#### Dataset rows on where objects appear
++++++++++
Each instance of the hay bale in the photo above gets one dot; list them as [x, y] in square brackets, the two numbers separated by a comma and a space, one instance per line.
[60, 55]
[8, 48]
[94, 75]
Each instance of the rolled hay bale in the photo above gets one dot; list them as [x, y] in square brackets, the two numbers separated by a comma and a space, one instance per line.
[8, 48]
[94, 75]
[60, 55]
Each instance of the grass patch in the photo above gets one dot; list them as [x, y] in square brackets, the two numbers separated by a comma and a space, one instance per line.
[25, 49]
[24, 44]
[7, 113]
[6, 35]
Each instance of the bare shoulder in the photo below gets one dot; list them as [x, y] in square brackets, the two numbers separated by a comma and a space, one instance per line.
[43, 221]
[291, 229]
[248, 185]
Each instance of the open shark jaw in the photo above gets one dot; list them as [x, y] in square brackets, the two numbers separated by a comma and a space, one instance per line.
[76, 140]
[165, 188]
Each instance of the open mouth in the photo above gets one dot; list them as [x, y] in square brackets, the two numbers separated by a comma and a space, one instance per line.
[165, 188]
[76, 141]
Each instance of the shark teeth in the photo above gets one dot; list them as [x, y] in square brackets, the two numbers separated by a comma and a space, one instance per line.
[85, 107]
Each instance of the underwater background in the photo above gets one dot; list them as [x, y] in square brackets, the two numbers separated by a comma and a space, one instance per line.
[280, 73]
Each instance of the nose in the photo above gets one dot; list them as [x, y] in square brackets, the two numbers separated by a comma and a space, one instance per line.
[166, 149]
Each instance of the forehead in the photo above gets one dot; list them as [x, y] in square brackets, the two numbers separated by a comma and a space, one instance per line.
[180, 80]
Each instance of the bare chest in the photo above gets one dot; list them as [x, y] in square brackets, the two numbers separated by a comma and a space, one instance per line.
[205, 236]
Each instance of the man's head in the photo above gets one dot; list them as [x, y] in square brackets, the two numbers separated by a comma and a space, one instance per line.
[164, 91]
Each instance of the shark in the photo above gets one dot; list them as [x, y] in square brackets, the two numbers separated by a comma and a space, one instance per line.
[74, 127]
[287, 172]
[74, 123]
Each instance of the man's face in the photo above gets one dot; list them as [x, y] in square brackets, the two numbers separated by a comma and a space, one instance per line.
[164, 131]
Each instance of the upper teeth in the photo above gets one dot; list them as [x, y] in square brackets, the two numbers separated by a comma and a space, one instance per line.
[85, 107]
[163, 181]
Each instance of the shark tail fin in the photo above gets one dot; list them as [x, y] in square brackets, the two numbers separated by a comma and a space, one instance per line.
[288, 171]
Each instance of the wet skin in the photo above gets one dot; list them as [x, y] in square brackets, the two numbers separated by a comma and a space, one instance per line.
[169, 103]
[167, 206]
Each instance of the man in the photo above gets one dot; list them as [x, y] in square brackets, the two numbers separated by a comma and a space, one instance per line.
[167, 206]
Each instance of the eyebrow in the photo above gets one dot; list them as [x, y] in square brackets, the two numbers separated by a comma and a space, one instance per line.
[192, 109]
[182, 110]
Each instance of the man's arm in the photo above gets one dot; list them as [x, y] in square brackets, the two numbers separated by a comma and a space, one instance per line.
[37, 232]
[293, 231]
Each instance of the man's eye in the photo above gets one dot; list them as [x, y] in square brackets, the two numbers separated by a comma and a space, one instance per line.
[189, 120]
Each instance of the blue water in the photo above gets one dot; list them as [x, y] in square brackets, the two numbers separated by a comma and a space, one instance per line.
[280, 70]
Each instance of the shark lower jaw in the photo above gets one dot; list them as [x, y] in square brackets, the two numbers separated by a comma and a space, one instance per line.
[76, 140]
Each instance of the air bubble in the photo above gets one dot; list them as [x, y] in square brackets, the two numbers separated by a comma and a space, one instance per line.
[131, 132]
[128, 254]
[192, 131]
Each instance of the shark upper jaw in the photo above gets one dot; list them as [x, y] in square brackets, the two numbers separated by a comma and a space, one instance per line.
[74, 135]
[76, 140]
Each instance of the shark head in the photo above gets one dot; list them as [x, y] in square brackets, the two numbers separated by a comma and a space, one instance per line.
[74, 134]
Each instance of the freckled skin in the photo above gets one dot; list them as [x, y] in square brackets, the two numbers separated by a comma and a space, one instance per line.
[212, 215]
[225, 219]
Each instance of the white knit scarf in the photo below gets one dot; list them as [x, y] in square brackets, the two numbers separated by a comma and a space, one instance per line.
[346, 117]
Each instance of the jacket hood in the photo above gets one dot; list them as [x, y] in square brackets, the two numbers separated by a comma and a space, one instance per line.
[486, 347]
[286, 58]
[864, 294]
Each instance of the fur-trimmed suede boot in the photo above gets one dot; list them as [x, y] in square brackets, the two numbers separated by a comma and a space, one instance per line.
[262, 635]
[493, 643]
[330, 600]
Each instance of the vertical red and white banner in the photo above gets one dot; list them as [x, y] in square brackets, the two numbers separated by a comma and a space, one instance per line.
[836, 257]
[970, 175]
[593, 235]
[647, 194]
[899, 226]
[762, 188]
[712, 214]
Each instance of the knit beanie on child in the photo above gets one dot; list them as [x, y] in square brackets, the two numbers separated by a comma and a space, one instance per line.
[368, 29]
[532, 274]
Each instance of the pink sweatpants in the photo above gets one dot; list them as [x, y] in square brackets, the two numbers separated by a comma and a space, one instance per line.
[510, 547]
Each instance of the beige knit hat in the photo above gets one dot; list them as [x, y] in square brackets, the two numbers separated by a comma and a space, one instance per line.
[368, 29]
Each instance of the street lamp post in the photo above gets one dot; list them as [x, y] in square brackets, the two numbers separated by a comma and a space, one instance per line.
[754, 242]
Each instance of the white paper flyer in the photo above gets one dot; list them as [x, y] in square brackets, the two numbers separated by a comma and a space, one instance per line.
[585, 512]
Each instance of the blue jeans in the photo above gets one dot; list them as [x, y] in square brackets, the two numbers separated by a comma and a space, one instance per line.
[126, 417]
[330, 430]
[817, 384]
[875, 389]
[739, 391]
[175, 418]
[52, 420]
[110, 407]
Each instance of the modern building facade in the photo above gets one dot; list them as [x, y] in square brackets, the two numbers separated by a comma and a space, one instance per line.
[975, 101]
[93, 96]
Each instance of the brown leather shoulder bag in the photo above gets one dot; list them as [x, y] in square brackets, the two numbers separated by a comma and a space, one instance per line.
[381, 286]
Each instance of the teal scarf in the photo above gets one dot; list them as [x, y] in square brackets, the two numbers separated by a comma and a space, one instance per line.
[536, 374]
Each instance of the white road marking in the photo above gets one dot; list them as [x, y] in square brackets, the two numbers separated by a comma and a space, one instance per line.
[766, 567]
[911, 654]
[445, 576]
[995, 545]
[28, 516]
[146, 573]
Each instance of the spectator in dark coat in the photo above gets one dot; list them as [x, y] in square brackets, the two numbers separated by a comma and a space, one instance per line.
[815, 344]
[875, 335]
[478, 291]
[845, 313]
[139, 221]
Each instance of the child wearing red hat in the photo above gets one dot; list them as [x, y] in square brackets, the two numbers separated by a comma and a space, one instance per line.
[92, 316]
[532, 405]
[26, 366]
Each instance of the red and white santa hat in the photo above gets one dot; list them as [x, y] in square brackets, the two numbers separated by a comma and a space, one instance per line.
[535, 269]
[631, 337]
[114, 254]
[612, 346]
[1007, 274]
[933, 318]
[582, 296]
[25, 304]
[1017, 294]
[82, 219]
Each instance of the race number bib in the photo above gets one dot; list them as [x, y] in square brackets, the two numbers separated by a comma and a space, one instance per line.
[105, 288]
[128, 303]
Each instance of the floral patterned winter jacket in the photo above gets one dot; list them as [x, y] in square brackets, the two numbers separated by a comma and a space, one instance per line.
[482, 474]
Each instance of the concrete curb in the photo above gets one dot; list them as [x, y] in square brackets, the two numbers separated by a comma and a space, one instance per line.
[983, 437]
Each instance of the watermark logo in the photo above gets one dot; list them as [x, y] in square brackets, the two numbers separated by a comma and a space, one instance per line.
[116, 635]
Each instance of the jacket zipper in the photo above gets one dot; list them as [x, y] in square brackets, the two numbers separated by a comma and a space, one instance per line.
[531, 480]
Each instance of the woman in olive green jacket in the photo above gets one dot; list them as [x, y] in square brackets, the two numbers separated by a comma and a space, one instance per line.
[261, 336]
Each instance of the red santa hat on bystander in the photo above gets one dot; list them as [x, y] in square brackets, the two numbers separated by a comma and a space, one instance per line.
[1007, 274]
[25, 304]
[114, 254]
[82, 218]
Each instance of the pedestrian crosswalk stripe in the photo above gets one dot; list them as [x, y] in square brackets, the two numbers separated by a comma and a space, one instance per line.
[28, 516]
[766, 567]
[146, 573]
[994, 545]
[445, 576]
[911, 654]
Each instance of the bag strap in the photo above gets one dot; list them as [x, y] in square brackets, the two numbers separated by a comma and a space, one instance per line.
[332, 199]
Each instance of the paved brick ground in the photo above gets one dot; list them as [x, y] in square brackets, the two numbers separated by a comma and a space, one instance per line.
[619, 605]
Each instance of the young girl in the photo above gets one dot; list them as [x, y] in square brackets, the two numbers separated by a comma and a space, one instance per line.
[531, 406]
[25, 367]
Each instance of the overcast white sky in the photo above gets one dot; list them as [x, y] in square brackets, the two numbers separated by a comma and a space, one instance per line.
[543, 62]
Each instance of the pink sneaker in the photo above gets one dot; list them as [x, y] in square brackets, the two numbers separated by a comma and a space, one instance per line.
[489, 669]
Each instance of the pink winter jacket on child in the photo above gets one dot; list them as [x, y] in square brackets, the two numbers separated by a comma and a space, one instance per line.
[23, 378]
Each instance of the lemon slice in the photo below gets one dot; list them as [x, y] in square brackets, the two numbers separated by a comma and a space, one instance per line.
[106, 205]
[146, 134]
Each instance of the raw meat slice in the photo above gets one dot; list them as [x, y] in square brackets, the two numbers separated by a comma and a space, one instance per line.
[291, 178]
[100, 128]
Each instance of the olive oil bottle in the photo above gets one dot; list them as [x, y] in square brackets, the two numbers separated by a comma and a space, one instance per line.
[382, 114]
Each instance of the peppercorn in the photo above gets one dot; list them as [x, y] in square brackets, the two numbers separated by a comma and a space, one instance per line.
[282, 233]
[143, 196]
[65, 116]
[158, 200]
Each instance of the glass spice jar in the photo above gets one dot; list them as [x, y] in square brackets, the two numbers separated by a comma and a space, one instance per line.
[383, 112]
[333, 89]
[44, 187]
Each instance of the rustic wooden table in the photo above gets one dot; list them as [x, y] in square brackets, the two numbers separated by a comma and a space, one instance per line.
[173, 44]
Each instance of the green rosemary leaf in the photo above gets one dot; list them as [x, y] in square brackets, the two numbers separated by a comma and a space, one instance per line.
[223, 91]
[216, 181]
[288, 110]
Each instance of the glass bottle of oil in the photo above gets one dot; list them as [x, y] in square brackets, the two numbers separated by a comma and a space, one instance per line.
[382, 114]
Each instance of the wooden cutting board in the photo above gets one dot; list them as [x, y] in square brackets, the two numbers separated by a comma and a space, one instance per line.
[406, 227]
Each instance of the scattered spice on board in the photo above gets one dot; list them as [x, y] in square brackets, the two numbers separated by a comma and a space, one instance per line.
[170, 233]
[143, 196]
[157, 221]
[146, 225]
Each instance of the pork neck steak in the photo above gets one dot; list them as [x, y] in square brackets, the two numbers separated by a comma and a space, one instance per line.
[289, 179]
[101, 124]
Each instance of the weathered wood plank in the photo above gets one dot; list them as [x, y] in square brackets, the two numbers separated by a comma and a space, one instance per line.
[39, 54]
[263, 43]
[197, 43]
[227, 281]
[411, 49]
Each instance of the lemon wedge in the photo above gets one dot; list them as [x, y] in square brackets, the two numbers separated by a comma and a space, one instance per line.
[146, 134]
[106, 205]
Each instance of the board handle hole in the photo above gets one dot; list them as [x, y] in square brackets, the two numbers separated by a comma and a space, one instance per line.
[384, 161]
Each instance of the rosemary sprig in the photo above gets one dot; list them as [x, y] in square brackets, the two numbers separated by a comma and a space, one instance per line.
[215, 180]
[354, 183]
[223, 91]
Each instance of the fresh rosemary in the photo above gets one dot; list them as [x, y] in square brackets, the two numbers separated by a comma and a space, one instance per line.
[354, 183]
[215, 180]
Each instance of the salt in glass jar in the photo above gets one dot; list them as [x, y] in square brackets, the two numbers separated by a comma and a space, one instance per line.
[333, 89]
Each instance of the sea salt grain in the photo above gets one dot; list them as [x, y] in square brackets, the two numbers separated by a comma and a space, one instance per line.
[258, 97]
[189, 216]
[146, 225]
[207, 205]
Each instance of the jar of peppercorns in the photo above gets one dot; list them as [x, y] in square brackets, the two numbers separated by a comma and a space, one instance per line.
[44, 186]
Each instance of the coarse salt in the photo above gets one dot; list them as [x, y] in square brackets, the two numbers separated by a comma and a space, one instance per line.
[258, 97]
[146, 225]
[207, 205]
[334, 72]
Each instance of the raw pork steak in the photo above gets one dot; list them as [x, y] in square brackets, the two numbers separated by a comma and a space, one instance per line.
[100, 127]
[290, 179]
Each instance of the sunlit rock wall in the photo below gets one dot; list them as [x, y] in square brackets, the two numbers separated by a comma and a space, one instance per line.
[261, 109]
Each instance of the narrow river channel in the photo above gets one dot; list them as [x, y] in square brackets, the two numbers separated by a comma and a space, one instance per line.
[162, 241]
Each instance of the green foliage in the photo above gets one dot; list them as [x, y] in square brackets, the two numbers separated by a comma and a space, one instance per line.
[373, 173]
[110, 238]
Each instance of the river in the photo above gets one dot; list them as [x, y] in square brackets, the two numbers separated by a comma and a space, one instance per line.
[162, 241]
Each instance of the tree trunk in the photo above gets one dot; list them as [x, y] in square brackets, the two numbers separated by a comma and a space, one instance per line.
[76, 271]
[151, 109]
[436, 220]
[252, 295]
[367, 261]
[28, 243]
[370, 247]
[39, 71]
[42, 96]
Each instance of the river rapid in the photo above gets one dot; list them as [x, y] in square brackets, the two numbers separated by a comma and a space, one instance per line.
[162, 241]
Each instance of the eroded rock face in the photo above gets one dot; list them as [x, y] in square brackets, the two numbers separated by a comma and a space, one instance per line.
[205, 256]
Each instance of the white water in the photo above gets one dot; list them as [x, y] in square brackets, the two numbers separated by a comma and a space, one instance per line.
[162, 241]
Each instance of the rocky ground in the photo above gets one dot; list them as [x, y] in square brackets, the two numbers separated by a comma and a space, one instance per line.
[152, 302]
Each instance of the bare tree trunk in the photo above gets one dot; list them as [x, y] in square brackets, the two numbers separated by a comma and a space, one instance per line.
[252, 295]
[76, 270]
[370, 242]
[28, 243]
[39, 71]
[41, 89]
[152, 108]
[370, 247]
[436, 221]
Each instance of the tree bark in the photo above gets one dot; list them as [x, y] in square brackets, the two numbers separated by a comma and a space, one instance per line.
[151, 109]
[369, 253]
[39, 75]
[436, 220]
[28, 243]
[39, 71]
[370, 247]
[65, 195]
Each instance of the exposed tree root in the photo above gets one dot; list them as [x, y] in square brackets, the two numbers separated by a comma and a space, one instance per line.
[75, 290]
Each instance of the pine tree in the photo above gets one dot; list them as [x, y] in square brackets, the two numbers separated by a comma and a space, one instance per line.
++++++++++
#### Given problem
Extract every line from the one containing "Each instance of the tree bark" through the last line of the data, inclusive, exactly as written.

#### Answer
Each instance of the tree bark in the photo above gets one dot; list them as [x, y] in square brackets, the two numbers separated by a comma and a space, one instance per line.
[151, 109]
[369, 253]
[39, 75]
[436, 220]
[28, 243]
[39, 71]
[370, 247]
[65, 195]
Each instance of the exposed tree root in the photo above gets one dot; list them as [x, y] in square brackets, the two numbers separated by a comma and a space, one instance per line.
[75, 290]
Each instance of the pine tree in the photo above gets one dot; list them as [x, y] in square brackets, the two numbers separated by a comma and a space, one instance per line.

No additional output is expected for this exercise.